PARTS OF THE EXERCISE
#1 In the text on Risk Reports below, condense the paragraph that begins "Threat-specific risk assessment" into a short bulleted list that keeps its main facts.
#2 Reproduce a passage of the text on Risk Reports below word for word, beginning at the words "Threat model identification: Our" and stopping after "those discussed above).".

*** Opening of TEXT SEGMENT ***

Factual information. We will describe how we identify, evaluate, and mitigate catastrophic risks. A Risk Report will document the following:

Threat model identification: Our criteria for determining which catastrophic risks (i.e., threat models) we assess.

Threat model specification: The relevant threat models (which will, at a minimum, include those discussed above).

Evidence (including evaluations) about relevant model capabilities and behaviors: For each in-scope model, capability and alignment evaluations (conducted internally and by external parties as appropriate), their results, and (as appropriate) other evidence we considered in assessing the level of risk.

Risk mitigations: For each in-scope model, the mitigations we are implementing across security, deployment safeguards, and alignment domains, along with discussion of their effectiveness.

Additional relevant factors: Any other considerations material to our risk analysis. Risk analyses. We will provide our reasoning and conclusions regarding both specific threat models and overall risk levels. Our analyses will include:

Threat-specific risk assessment: For each threat model, we will analyze remaining absolute risk–i.e., the leftover risk after accounting for our mitigations. We will also discuss whether we believe we’ve crossed relevant thresholds in our recommendations for industry-wide safety (see Section 1), and (as relevant) whether we believe we’re meeting the risk mitigation standards corresponding to them.

Overall risk assessment: We will provide an overall risk assessment.

Risk-benefit determination: We will explain whether, and if so why, we believe the identified risks are justified by corresponding benefits.

Looking forward: We will outline our plans for continuing to monitor and mitigate the relevant risks over time. Review of past Risk Reports and decisions. We will address:

Changes in risk mitigation practices—noteworthy cases in which our risk mitigation practices deviated (including temporarily) or changed from what we discussed in our previous Risk Report over the relevant period, and their implications for the overall level of risk.

Decisions to internally deploy in-scope models that would not otherwise be reviewed in a Risk Report (because they happened in between Risk Reports). We will discuss how these decisions were made and whether they appear reasonable in light of any noteworthy new information that has come to light since then.

*** Close of TEXT SEGMENT ***
*** Opening of INFORMATION SUPPLIED ***

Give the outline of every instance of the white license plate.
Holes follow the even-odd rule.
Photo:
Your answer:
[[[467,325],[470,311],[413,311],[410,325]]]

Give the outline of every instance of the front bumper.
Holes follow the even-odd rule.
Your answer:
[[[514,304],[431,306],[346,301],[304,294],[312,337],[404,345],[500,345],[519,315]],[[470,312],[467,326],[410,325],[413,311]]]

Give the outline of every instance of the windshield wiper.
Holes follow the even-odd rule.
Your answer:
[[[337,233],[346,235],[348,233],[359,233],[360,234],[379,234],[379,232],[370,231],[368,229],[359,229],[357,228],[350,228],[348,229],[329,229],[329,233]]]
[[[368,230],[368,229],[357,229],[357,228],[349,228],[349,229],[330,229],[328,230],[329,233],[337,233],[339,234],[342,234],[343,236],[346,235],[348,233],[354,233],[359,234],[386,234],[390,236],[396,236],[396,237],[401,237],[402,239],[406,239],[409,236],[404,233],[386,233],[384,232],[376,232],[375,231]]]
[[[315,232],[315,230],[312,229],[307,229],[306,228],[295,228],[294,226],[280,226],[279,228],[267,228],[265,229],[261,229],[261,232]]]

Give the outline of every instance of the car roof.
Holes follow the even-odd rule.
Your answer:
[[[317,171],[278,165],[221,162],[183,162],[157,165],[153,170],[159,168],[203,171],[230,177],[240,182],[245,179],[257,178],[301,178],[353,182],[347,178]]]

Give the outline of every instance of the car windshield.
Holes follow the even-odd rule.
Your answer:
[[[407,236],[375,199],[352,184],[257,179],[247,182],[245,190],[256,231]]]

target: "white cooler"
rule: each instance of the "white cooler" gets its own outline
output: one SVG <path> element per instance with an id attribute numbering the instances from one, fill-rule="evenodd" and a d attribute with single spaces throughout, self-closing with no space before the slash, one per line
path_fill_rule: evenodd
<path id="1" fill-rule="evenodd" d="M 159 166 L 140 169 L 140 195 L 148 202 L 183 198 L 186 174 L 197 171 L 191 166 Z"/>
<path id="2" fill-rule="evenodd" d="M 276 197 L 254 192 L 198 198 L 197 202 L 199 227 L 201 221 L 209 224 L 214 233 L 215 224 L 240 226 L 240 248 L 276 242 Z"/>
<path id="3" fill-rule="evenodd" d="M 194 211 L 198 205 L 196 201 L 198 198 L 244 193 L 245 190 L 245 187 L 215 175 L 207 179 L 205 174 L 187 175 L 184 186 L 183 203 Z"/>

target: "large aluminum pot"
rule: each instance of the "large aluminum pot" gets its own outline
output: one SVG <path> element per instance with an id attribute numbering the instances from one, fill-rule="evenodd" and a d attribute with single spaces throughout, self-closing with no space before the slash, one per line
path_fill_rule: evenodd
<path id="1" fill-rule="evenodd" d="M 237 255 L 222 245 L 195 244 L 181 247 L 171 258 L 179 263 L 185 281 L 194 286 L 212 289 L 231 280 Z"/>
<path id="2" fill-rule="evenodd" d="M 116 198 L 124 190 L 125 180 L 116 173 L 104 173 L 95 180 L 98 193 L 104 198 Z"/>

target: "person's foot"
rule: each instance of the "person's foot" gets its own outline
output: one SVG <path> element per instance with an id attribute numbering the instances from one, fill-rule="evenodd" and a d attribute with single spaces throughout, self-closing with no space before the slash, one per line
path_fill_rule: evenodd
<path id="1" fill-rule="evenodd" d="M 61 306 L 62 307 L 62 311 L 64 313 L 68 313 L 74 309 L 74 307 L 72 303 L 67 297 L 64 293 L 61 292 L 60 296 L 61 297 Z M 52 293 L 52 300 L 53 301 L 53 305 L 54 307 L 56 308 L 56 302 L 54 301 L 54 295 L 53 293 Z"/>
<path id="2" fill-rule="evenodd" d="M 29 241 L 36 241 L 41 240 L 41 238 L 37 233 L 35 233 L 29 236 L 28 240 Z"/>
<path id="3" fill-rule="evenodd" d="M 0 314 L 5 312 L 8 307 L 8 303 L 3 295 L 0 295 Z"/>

*** Close of INFORMATION SUPPLIED ***

ANSWERS FOR THE TASKS
#1
- For each threat model, analyze the remaining absolute risk, meaning the risk left after mitigations.
- Discuss whether relevant thresholds in the recommendations for industry-wide safety (Section 1) have been crossed.
- Where relevant, discuss whether the matching risk mitigation standards are being met.

#2
Threat model identification: Our criteria for determining which catastrophic risks (i.e., threat models) we assess.

Threat model specification: The relevant threat models (which will, at a minimum, include those discussed above).